## Prompt
Copy every record below exactly as written, but leave out the pictures.

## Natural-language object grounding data
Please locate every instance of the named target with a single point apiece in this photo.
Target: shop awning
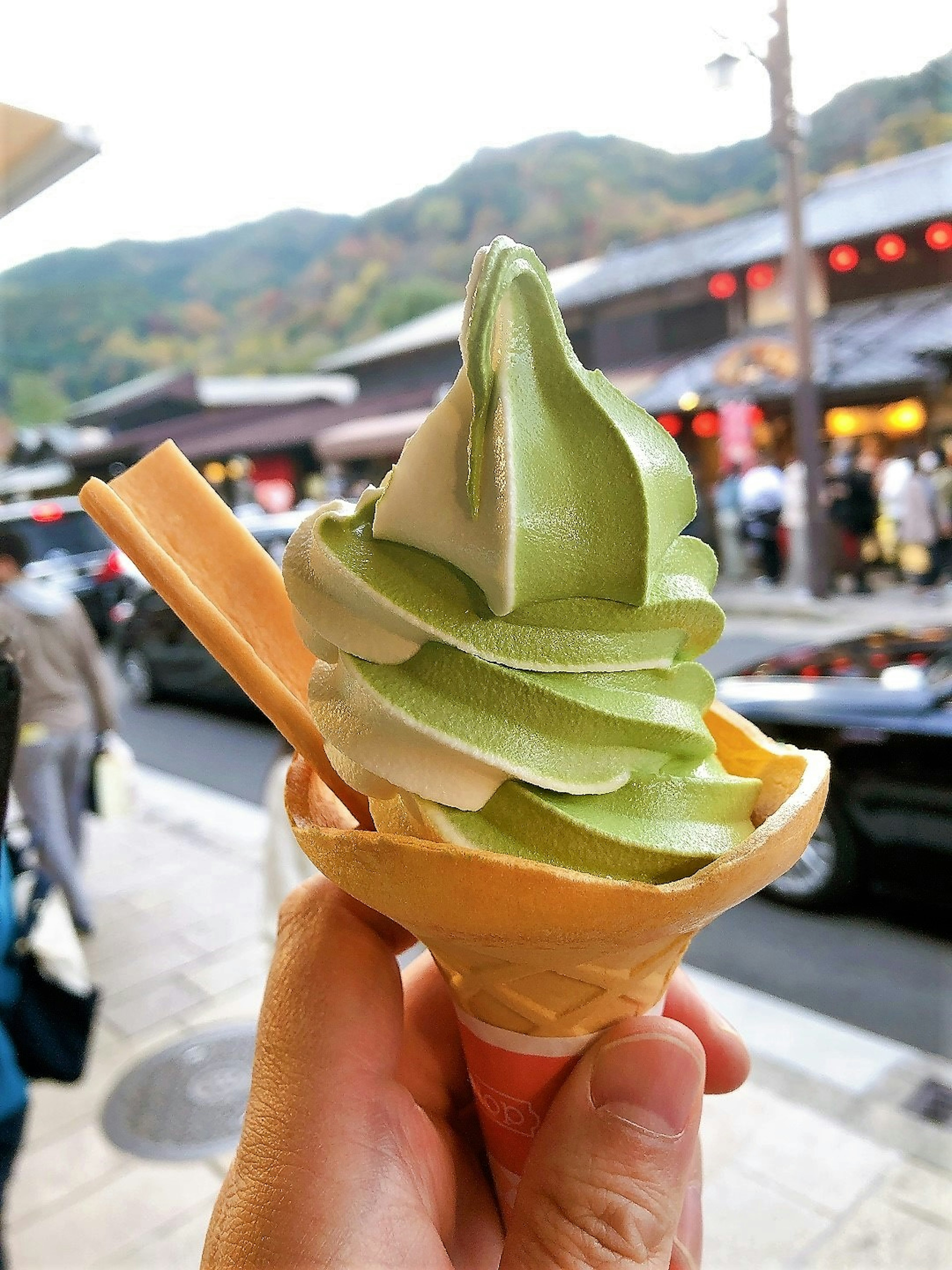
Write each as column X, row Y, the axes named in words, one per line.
column 36, row 152
column 870, row 347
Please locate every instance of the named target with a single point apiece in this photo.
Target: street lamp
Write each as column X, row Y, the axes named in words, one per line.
column 789, row 144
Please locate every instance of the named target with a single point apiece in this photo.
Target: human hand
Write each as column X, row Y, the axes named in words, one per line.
column 361, row 1147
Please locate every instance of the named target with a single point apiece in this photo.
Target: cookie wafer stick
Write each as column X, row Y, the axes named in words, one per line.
column 224, row 586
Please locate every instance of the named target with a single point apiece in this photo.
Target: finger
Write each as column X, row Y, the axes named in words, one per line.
column 320, row 1115
column 688, row 1240
column 432, row 1065
column 609, row 1169
column 728, row 1058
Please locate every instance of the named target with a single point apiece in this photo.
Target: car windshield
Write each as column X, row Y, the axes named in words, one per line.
column 70, row 534
column 928, row 649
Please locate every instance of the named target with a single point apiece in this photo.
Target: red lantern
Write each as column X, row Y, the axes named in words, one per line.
column 939, row 235
column 890, row 247
column 760, row 276
column 706, row 425
column 723, row 286
column 671, row 423
column 843, row 258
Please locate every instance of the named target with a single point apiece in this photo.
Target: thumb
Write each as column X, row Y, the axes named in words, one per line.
column 609, row 1170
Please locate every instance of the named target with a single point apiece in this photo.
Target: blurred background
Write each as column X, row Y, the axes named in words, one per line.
column 252, row 234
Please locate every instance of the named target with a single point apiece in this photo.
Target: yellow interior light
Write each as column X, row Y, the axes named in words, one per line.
column 843, row 423
column 907, row 416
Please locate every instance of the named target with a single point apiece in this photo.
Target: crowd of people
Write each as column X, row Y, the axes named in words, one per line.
column 887, row 512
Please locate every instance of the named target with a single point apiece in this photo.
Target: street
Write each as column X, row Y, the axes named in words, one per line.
column 885, row 967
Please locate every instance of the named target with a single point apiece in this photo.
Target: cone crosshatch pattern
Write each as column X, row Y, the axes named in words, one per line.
column 549, row 952
column 534, row 948
column 558, row 996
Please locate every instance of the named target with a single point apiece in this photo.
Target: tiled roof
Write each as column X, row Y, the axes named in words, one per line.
column 902, row 191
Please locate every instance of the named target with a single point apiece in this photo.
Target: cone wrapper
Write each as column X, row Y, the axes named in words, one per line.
column 515, row 1080
column 541, row 959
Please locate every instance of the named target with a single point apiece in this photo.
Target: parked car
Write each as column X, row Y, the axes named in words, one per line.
column 72, row 550
column 881, row 708
column 159, row 656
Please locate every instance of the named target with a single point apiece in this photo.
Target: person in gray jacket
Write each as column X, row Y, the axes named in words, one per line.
column 66, row 700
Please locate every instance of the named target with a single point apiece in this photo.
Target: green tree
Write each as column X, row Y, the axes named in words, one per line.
column 405, row 300
column 912, row 130
column 35, row 399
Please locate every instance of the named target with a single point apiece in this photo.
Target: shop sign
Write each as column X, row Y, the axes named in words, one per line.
column 756, row 360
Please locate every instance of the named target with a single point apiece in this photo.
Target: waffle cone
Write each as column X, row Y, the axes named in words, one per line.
column 544, row 951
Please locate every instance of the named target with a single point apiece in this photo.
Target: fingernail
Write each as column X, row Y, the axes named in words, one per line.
column 721, row 1023
column 652, row 1081
column 690, row 1232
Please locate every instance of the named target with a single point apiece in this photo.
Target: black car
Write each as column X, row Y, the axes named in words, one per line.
column 68, row 548
column 881, row 708
column 159, row 656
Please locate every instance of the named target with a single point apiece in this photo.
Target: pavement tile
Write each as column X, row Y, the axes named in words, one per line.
column 751, row 1226
column 843, row 1056
column 813, row 1157
column 232, row 970
column 924, row 1191
column 220, row 931
column 119, row 1215
column 138, row 1009
column 171, row 953
column 176, row 1249
column 881, row 1236
column 730, row 1121
column 243, row 1004
column 53, row 1174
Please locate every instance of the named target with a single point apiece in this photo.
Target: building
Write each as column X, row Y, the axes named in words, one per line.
column 696, row 326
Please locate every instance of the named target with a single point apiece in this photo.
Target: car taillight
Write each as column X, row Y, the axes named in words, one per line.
column 121, row 613
column 45, row 514
column 111, row 568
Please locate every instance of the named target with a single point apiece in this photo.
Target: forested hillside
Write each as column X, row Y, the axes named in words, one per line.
column 278, row 294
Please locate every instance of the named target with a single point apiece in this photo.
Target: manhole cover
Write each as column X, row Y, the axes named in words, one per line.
column 187, row 1102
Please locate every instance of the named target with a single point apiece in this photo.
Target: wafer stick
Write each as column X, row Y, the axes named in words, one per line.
column 225, row 589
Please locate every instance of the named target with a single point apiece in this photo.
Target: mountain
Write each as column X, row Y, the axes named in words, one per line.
column 278, row 294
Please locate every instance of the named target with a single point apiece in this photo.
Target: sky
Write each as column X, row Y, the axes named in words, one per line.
column 215, row 112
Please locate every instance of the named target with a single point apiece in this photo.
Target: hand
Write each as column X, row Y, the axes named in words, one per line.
column 361, row 1149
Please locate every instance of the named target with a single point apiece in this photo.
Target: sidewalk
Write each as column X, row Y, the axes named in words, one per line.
column 814, row 1164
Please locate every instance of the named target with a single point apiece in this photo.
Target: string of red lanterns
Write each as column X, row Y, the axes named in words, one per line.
column 890, row 247
column 723, row 286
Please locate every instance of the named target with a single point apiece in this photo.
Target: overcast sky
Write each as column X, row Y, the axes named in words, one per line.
column 211, row 114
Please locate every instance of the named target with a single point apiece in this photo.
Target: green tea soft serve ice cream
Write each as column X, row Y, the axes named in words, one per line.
column 507, row 629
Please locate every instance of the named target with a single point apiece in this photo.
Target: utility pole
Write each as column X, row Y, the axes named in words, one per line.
column 806, row 408
column 805, row 402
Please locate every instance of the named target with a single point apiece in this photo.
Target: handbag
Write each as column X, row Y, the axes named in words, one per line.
column 51, row 1023
column 112, row 779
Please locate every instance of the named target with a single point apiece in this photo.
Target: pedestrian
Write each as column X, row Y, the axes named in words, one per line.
column 890, row 483
column 794, row 522
column 922, row 524
column 66, row 700
column 942, row 482
column 852, row 510
column 727, row 501
column 761, row 501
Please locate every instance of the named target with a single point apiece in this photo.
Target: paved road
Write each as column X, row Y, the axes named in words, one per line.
column 884, row 968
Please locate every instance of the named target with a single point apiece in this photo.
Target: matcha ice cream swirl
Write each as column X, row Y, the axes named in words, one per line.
column 506, row 631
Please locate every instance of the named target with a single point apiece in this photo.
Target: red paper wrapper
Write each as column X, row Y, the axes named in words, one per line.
column 515, row 1080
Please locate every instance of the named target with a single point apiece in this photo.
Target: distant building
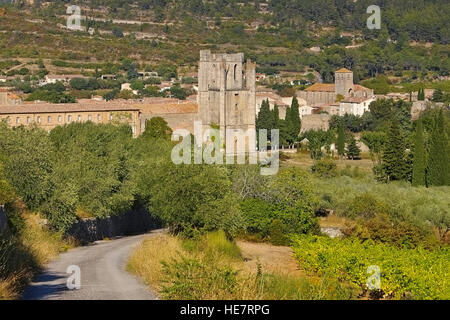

## Reply to the exercise
Please locate every instance of the named target with a single point apiece in this photo.
Target: shop awning
Write each as column X, row Y, the axes named in words, one per line.
column 36, row 152
column 870, row 347
Please locate every instance of the named target with a single point apiece in this photo.
Target: street lamp
Write each as column X, row Y, the axes named in words, one per line.
column 789, row 144
Please locate every instance of the named target with a single point apiece in this photo.
Target: human hand
Write each as column X, row Y, the axes named in words, one per line.
column 361, row 1147
Please locate every instance of the named target with a single point apiece in this photo.
Target: cookie wafer stick
Write each as column X, row Y, the axes named in words, one per line.
column 224, row 586
Please locate every instance of the named target with a single point apiece in this photo.
Target: finger
Write each as column X, row Y, the axes named in words, one per line.
column 320, row 1115
column 688, row 1240
column 432, row 1065
column 609, row 1169
column 728, row 1058
Please locate every instance of the named target with a single point apiece in this photo.
Target: car windshield
Write each as column X, row Y, the axes named in words, one per line.
column 70, row 534
column 928, row 649
Please locate every instance of the named target with a single point apiece in this photo.
Target: red lantern
Write each as column X, row Y, the axes named in words, one per line.
column 939, row 235
column 890, row 247
column 760, row 276
column 706, row 425
column 723, row 286
column 671, row 423
column 843, row 258
Please locate every instance of the named target with a single point apiece in this photo.
Target: thumb
Write each as column X, row Y, the axes named in words, one per line.
column 609, row 1170
Please locate every instance of the named target with a single point apiece in this photo.
Target: blurred background
Write each as column X, row Y, the axes named in words, one per line.
column 252, row 234
Please locate every instance of the named target with a single point apiece in this photo.
Target: yellow interior light
Write each as column X, row Y, the axes named in words, one per line.
column 843, row 423
column 907, row 416
Please locate every instance of the named target with a single point apiece in this photo.
Target: crowd of people
Write each as column X, row Y, the axes named in words, one per line.
column 887, row 512
Please locate every instance of the named target with a single point apiece in this photo.
Target: street
Write each as column X, row Y, the axes named in words, one per line.
column 885, row 967
Please locate every instance of the named target with a single point apiece in this photo.
Target: cone crosshatch pattern
Write each as column X, row Y, the axes named in words, one per line.
column 549, row 952
column 534, row 948
column 558, row 996
Please locate every instance of the named target with a single point apiece in this photo.
Target: tiled roof
Write each as column X, row Y, the axes named in words, one per line.
column 902, row 191
Please locate every instance of the named target with a single point apiece in this photo.
Target: cone wrapper
Write each as column X, row Y, the axes named in words, one per line.
column 515, row 1080
column 541, row 959
Please locate every instance of the named target with a single point apiece in this photo.
Target: parked car
Write each as column X, row Y, the axes named in words, one per line.
column 72, row 550
column 881, row 708
column 159, row 656
Please locate every instance of the named target with a single point apiece in this photo.
Target: person in gray jacket
Write each as column X, row Y, the axes named in words, one per line.
column 66, row 700
Please locate every instance of the named target with a single point apiece in this photo.
Target: green tree
Write each as column X, row Y, the axes named in words, one per line.
column 405, row 300
column 912, row 130
column 35, row 399
Please locate every instance of the named target with a single point apiece in this photo.
Target: shop sign
Write each as column X, row Y, the axes named in words, one per line.
column 756, row 360
Please locate every instance of the named target with a single point apiece in this photo.
Target: waffle cone
Write each as column X, row Y, the axes named in words, one per line.
column 544, row 951
Please locate every instance of the named target with a single point apiece in this photo.
Target: fingernail
Write each as column X, row Y, the axes named in words, one per line.
column 721, row 1023
column 652, row 1081
column 690, row 1232
Please locate every instance of the named target with a single point apiece in this photo.
Target: black car
Write each as column X, row Y, the axes named in words, one per line.
column 68, row 548
column 881, row 708
column 159, row 656
Please locate every instance of the named target with a single point apiece in this photo.
Target: pavement tile
Write each as column X, row Y, the axes named in words, one per line.
column 751, row 1226
column 843, row 1056
column 813, row 1157
column 232, row 970
column 924, row 1191
column 220, row 931
column 119, row 1215
column 138, row 1009
column 171, row 953
column 176, row 1249
column 881, row 1236
column 730, row 1121
column 243, row 1004
column 53, row 1174
Please locate every instance of the named target with a single point apiece in this photo.
Target: building
Write each as column X, row Y, the axes named in words, one per line.
column 696, row 326
Please locate every instance of the named target with a single point apiece in this photo.
Target: car taillight
Write each as column X, row Y, the axes named in words, one per line.
column 121, row 613
column 45, row 514
column 111, row 568
Please locate every instance of the named target with a single point apiece in this photo.
Target: forested hillside
Write each as column X, row Y, the axes named in words, one per line.
column 278, row 294
Please locate every instance of the named target with a single point apiece in this photo.
Target: manhole cover
Write each as column X, row Y, the axes named in words, one per line.
column 187, row 1102
Please locate every instance of the named target with a single point apiece in this photo.
Target: wafer stick
Write each as column X, row Y, the axes named in words, one per line.
column 225, row 589
Please locate every instance of the named target with a single point apiece in this photo.
Target: mountain
Write each as column X, row Y, the axes named in words, one per line.
column 278, row 294
Please locate every instance of the named target with a single point apiece in this photo.
Target: sky
Write each as column X, row Y, the axes named in words, one per line.
column 215, row 112
Please locate every instance of the named target with a single point apiece in this photo.
Target: hand
Write each as column X, row Y, the axes named in words, one per line.
column 361, row 1149
Please locate every instance of the named target with a single point apiece in this photo.
Target: sidewalk
Write each as column X, row Y, the axes named in words, one per line.
column 814, row 1164
Please locate every instance of the named target with a single point apiece in this photo.
Target: string of red lanterns
Write each as column X, row Y, the axes named in words, one per line.
column 890, row 247
column 723, row 286
Please locate every instance of the named target with a single point apiece in this photo.
Target: overcast sky
Write each as column X, row Y, the axes named in words, one per line.
column 211, row 114
Please locate every instance of the named target with a single point apiece in this photo.
Target: green tea soft serve ice cream
Write each as column X, row Y, the axes named in words, one per line.
column 507, row 629
Please locate every instance of the named target with a single point apiece in this photo.
Target: utility pole
Write each as column X, row Y, the axes named in words, one per line.
column 806, row 408
column 805, row 402
Please locate every instance of the named target with a single point apiece in this photo.
Target: handbag
Write each as column X, row Y, the axes named in words, one per line.
column 51, row 1023
column 112, row 779
Please locate every instance of the named target with a single point apiece in this photo.
Target: pedestrian
Write each as column X, row Y, the axes named in words, one per line.
column 890, row 483
column 794, row 522
column 922, row 524
column 66, row 700
column 942, row 482
column 852, row 510
column 727, row 501
column 761, row 501
Please locate every instance of the named target with a single point apiece in this photo.
Target: paved road
Write each as column X, row Y, the axes named in words, one per line.
column 884, row 968
Please locate every instance of the named target with a single point apiece in this photo.
Target: matcha ice cream swirl
Write each as column X, row Y, the axes named in words, one per line.
column 506, row 631
Please locate every instance of the named target with a single point apiece in this photo.
Target: red paper wrapper
Write each as column X, row Y, the axes named in words, one per line.
column 515, row 1080
Please locate every instance of the named target with a single point apiece in this photo.
Target: distant building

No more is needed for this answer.